** INSTRUCTIONS TO FOLLOW **
Of the lines listed below, return exactly those that run from the line containing "Target: boxer's bare torso" through the line containing "For every instance of the trainer hugging", both included.

Records from a data collection
Content starts
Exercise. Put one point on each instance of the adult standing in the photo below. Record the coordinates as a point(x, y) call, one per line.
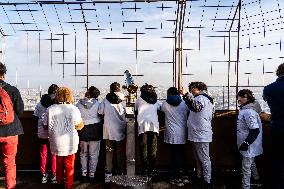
point(91, 135)
point(9, 133)
point(273, 94)
point(200, 132)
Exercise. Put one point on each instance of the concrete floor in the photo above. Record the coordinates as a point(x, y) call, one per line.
point(31, 180)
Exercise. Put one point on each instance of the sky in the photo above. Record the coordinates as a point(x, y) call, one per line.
point(261, 46)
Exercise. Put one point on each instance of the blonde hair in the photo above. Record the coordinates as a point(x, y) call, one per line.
point(64, 95)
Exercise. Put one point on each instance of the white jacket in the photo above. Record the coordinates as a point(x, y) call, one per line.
point(147, 117)
point(248, 119)
point(114, 120)
point(89, 110)
point(199, 123)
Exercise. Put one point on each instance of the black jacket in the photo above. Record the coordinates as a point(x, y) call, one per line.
point(92, 132)
point(274, 95)
point(14, 128)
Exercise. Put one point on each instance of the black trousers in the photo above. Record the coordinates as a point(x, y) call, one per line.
point(277, 159)
point(148, 150)
point(177, 153)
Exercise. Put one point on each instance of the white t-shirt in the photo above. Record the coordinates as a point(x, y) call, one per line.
point(114, 120)
point(147, 117)
point(199, 123)
point(175, 123)
point(61, 120)
point(39, 112)
point(89, 111)
point(249, 119)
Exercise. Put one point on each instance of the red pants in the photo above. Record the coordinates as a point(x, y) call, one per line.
point(44, 153)
point(8, 147)
point(65, 169)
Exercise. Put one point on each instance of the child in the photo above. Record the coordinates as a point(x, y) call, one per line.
point(175, 131)
point(63, 120)
point(90, 135)
point(200, 129)
point(249, 134)
point(44, 148)
point(148, 128)
point(114, 129)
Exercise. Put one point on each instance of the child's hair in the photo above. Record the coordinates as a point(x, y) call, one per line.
point(93, 92)
point(199, 85)
point(64, 95)
point(280, 70)
point(246, 93)
point(52, 89)
point(172, 91)
point(147, 88)
point(115, 87)
point(3, 69)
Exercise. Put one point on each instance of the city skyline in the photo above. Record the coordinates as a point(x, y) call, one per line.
point(261, 49)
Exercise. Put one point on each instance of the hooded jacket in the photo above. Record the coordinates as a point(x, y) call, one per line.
point(174, 100)
point(92, 130)
point(115, 97)
point(149, 96)
point(14, 128)
point(248, 121)
point(47, 100)
point(176, 112)
point(114, 119)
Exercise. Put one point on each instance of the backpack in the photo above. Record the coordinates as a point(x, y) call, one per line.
point(6, 108)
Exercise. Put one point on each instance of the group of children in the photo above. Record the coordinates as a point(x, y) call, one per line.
point(188, 116)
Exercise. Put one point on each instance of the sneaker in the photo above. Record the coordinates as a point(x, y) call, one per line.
point(44, 178)
point(91, 179)
point(185, 179)
point(84, 179)
point(53, 179)
point(177, 182)
point(108, 177)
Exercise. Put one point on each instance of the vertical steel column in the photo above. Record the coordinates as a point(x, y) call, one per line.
point(238, 52)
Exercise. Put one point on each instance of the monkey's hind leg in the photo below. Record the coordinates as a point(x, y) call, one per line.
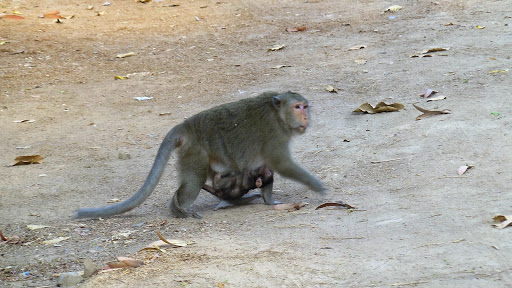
point(266, 193)
point(246, 199)
point(194, 167)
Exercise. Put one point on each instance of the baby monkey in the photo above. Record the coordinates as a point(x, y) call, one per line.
point(233, 187)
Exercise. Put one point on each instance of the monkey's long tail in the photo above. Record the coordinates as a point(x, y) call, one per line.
point(171, 141)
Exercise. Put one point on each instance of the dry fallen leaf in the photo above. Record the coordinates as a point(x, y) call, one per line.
point(429, 113)
point(505, 220)
point(393, 8)
point(113, 200)
point(335, 204)
point(36, 227)
point(428, 93)
point(358, 47)
point(437, 98)
point(276, 48)
point(280, 66)
point(498, 71)
point(28, 159)
point(462, 169)
point(296, 29)
point(125, 262)
point(380, 107)
point(331, 89)
point(177, 243)
point(124, 55)
point(13, 17)
point(289, 206)
point(11, 240)
point(53, 14)
point(436, 49)
point(54, 241)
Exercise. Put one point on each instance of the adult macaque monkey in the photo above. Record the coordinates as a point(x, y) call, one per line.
point(238, 136)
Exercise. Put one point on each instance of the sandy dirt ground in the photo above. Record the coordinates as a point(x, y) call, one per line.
point(417, 223)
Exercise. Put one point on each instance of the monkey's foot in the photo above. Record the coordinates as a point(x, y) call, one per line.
point(274, 202)
point(246, 199)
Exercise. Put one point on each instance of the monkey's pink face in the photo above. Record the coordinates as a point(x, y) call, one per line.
point(300, 112)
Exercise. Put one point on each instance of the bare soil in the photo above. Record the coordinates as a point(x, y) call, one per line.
point(417, 222)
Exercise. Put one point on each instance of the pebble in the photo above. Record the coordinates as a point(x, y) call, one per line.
point(69, 279)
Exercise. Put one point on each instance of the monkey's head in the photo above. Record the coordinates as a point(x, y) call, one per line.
point(293, 109)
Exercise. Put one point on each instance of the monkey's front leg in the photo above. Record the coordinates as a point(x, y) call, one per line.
point(246, 199)
point(266, 193)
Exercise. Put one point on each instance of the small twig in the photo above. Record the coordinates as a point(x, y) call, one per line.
point(388, 160)
point(409, 284)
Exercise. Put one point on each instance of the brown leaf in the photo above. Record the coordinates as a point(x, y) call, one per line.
point(358, 47)
point(12, 240)
point(437, 49)
point(331, 89)
point(336, 204)
point(380, 107)
point(28, 159)
point(53, 15)
point(429, 113)
point(296, 29)
point(13, 17)
point(506, 220)
point(116, 265)
point(177, 243)
point(130, 261)
point(462, 169)
point(289, 206)
point(428, 93)
point(437, 98)
point(276, 48)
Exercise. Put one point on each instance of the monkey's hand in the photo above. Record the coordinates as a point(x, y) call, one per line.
point(317, 186)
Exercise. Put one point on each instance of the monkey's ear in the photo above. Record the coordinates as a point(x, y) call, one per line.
point(276, 101)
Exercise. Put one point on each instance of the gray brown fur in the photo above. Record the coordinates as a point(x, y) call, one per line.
point(237, 136)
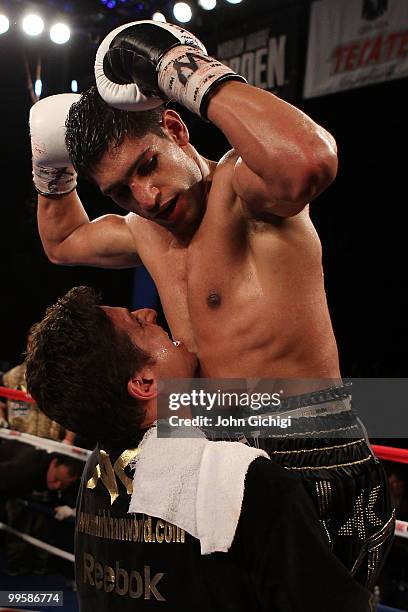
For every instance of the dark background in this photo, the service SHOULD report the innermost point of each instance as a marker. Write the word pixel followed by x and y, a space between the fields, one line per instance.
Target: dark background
pixel 361 219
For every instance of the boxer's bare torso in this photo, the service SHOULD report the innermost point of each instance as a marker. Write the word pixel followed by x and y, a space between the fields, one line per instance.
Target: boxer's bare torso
pixel 236 260
pixel 246 295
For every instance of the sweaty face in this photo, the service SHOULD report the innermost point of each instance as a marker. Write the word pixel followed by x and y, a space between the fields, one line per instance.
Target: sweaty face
pixel 58 476
pixel 171 359
pixel 155 178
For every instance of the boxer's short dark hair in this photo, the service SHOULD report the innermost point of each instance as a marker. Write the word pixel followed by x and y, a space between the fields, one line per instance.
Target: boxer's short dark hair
pixel 78 367
pixel 92 127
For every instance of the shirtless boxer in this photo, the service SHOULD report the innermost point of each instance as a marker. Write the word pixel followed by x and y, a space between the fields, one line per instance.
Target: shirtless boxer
pixel 240 543
pixel 230 245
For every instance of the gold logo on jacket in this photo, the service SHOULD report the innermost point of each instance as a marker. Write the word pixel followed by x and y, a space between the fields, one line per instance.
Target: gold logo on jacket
pixel 106 473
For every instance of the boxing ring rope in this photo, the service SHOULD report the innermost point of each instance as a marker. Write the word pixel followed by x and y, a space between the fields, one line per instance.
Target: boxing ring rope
pixel 52 446
pixel 398 455
pixel 390 453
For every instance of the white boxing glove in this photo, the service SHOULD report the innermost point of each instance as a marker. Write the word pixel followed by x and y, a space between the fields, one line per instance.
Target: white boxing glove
pixel 140 64
pixel 53 173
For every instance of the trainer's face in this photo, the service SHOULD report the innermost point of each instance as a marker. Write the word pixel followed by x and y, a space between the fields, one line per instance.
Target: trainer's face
pixel 156 177
pixel 171 359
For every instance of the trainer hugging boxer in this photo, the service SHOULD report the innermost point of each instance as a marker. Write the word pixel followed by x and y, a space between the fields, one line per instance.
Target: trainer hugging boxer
pixel 229 244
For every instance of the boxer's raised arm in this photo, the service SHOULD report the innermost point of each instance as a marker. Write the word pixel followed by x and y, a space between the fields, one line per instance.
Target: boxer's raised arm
pixel 67 234
pixel 69 238
pixel 285 158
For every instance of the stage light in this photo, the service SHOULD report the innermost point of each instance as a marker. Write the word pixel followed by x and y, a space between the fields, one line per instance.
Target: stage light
pixel 158 17
pixel 4 24
pixel 33 25
pixel 38 88
pixel 182 12
pixel 207 5
pixel 60 33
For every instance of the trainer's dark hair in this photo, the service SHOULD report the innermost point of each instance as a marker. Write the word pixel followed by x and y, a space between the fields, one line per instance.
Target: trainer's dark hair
pixel 78 367
pixel 93 127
Content ends
** EXERCISE RESULT **
Target: boxer's bare torso
pixel 236 260
pixel 246 295
For every instance of the sweaty face in this photo, the service SHOULD report the innermost point of each instance as a marker. Write the word pixel followed by x and y, a space between the fields, one line per instance.
Target: sweaty face
pixel 58 476
pixel 171 359
pixel 155 178
For every instance of the boxer's short dark hair in this photo, the service SHOULD report the innermost point of each instance as a marker. Write the word pixel followed by x and y, a space between the fields, one line per instance.
Target: boxer's short dark hair
pixel 78 367
pixel 92 127
For every instance of the shirtless boxer in this photo, the service SHOULD report the innermost point of each instance as a marker. Write the word pixel followed by x and y, a space between the fields, one line per instance.
Target: shirtless boxer
pixel 240 543
pixel 230 245
For every instance of the gold logo on jacket in this photo, the service SHOULD report the innermost point of each instance as a marker. Write the word pixel followed by x and y, a space between the fields, one line per instance.
Target: gold logo on jacket
pixel 106 473
For every instance of the boxing ring rope in this photo, the service SHOULD report the innermost point of each instance as a marker. Write the word pixel followed by x and y, a space between the fields, one line per instance.
Target: boxing ring rope
pixel 52 446
pixel 398 455
pixel 390 453
For every instance of the white boxing glove in this photo, the service SHOULD report the innermost point of each instance as a marker. Write the word pixel followed by x and y, a space between the fields, one line per instance.
Target: white boxing glove
pixel 140 64
pixel 53 173
For every instance of the trainer's face in this photo, the service SHOULD report the innermost point of each instance as a marker. Write the word pixel followed by x and y, a space between the fields, one line per instance.
Target: trainer's face
pixel 156 177
pixel 171 359
For every instance of the trainer hugging boxer in this photo, the service SHOULD report the innermost point of each instance as a marker. Write the word pixel followed by x and y, a space between the fields, one line per instance.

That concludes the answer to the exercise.